Give the stretch of lines from the one containing "of the dress" through the one containing "point(342, 142)" as a Markdown table with the columns Row and Line, skipping any blank lines.
********
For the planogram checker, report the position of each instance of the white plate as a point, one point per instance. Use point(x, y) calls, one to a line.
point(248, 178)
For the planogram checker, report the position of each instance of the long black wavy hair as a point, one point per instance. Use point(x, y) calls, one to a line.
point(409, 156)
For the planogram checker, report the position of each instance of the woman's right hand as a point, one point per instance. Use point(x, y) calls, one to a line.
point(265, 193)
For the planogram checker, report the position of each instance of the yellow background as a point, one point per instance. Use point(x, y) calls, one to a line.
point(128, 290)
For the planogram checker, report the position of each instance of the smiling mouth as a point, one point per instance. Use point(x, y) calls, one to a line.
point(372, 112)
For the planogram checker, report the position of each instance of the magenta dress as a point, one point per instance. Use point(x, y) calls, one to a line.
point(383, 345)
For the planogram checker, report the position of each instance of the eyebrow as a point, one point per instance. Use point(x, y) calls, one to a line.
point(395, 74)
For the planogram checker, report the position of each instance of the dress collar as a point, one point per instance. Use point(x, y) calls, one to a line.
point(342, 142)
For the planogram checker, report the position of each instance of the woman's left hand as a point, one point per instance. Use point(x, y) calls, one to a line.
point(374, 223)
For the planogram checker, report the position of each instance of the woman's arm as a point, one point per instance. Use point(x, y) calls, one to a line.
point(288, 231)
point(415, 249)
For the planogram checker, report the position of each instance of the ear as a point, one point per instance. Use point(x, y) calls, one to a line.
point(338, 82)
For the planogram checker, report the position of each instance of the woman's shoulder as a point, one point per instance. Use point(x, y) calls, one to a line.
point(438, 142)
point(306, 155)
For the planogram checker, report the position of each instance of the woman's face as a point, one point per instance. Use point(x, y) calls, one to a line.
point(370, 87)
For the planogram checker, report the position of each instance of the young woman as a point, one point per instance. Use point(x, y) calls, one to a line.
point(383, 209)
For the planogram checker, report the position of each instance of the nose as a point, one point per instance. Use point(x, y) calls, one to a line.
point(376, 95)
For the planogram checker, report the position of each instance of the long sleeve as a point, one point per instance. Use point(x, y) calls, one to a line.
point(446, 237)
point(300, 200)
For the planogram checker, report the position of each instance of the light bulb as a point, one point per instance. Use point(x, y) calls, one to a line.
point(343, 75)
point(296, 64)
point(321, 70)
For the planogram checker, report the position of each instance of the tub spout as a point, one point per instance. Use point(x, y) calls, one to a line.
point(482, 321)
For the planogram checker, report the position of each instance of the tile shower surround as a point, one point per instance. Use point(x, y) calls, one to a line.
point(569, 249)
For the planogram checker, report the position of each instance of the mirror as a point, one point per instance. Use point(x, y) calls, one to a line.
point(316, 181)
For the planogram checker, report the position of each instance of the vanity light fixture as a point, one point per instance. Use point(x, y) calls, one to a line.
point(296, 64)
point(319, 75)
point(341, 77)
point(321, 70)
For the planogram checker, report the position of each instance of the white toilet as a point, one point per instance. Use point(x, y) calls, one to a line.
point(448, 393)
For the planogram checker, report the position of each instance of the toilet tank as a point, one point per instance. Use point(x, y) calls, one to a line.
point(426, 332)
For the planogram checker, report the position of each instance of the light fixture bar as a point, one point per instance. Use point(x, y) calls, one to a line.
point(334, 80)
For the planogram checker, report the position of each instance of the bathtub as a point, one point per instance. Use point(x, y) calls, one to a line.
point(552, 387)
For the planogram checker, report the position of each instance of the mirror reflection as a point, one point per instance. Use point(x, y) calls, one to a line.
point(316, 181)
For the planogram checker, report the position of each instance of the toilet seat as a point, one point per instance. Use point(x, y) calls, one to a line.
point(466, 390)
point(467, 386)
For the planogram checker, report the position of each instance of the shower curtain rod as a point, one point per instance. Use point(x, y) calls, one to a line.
********
> [Result of this task]
| Row | Line |
|---|---|
| 1 | For the planogram checker, report the position of each instance of the dress collar as a point, one point per instance. Use point(x, y) calls, one to a line. |
| 2 | point(342, 142) |